EXERCISE AIM
Write out the data in full, exactly as shown.

DATASET EXCERPTS
──────────────────────────────

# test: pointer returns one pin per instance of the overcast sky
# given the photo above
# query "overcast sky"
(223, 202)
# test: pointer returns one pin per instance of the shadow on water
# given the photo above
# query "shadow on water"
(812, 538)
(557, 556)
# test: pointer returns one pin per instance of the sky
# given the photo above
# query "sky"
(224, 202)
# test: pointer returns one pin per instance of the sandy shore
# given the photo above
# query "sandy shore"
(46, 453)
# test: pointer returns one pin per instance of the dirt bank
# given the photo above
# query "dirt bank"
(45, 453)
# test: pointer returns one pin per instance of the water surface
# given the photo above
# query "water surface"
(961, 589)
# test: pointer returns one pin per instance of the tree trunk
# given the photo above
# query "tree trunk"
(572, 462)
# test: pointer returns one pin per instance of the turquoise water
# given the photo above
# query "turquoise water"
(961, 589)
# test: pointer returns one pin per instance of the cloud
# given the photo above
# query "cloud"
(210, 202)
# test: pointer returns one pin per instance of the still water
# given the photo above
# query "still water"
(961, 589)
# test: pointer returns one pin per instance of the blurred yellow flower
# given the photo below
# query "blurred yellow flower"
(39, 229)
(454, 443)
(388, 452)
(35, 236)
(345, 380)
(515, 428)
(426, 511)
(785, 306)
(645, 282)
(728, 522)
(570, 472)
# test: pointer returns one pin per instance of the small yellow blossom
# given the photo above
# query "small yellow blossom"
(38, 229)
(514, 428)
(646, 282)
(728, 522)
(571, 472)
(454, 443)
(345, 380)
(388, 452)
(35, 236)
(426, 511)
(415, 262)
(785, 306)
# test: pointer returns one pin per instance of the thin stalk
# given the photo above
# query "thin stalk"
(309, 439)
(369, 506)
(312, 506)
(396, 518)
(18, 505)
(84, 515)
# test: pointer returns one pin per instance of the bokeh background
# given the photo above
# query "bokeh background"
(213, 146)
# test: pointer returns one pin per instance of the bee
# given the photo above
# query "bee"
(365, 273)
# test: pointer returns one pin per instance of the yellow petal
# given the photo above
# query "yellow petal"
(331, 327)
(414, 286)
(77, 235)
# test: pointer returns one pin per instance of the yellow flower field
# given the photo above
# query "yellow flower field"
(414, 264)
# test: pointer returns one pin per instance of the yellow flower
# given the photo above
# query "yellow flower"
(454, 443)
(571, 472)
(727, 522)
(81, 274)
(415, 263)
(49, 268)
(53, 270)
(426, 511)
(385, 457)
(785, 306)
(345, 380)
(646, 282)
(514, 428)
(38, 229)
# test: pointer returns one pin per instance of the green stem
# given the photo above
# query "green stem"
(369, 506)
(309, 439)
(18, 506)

──────────────────────────────

SOLUTION
# test: pointer returns one pin per instance of the overcast sky
# given the photo above
# query "overcast sky"
(223, 202)
# test: pointer returns one pin per instance of the shadow on water
# given the photo above
# query "shadow on water"
(812, 538)
(557, 556)
# test: pointer returns one pin per instance of the sky
# given the photo above
# query "sky"
(224, 202)
# test: pointer returns one pin per instance of the sandy shore
# given the photo above
# query "sandy shore"
(46, 453)
# test: pointer returns one pin per instance of the dirt bank
# given the photo above
# query "dirt bank"
(45, 453)
# test: pointer returns one pin per instance of the water surface
# given the photo above
# query "water surface"
(961, 589)
# test: pointer returns one pin per instance of the tree trunk
# given the photo above
# query "tree trunk"
(572, 462)
# test: pointer returns one pin per instance of the turquoise water
# given the photo above
# query "turquoise water"
(961, 589)
# test: pointer returns one pin per instance of the cloud
# given the photo above
# query "cloud"
(210, 202)
# test: pointer returns one pin per instance of the still water
# given the photo above
# query "still water"
(961, 589)
# test: pointer returns one pin per instance of the blurred yellow flower
# given the photo below
# query "blurred yellow flower"
(39, 229)
(454, 443)
(388, 452)
(35, 236)
(345, 380)
(515, 428)
(426, 511)
(785, 306)
(645, 282)
(728, 522)
(570, 472)
# test: pointer returns one pin per instance of the small yellow blossom
# given the photo above
# query "small yellow blossom"
(38, 229)
(514, 428)
(646, 282)
(728, 522)
(571, 472)
(454, 443)
(345, 380)
(388, 452)
(35, 236)
(426, 511)
(415, 262)
(785, 306)
# test: pointer returns one pin per instance of the thin stalk
# given the photo above
# query "thin stalk"
(309, 439)
(369, 506)
(312, 506)
(396, 518)
(18, 505)
(84, 515)
# test: pointer returns one pin per instance of the bokeh background
# given the photo above
# query "bokeh background"
(213, 146)
# test: pointer returns one pin per instance of the bee
# given the photo above
# query "bee"
(365, 273)
# test: pointer returns one pin per instance of the yellow petal
# given the photo above
# query "yellow petal"
(331, 327)
(414, 286)
(77, 235)
# test: pointer returns one pin per instance of the yellow flower field
# given the photo above
# query "yellow flower field"
(414, 264)
# test: pointer returns one pin per instance of the yellow flower
# given the photo above
# query "yellow flower"
(454, 443)
(571, 472)
(727, 522)
(81, 274)
(415, 263)
(49, 268)
(53, 270)
(426, 511)
(385, 457)
(785, 306)
(345, 380)
(646, 282)
(514, 428)
(38, 229)
# test: pointer returns one pin per instance of the green stem
# given the photo above
# query "green stem"
(369, 506)
(309, 439)
(18, 506)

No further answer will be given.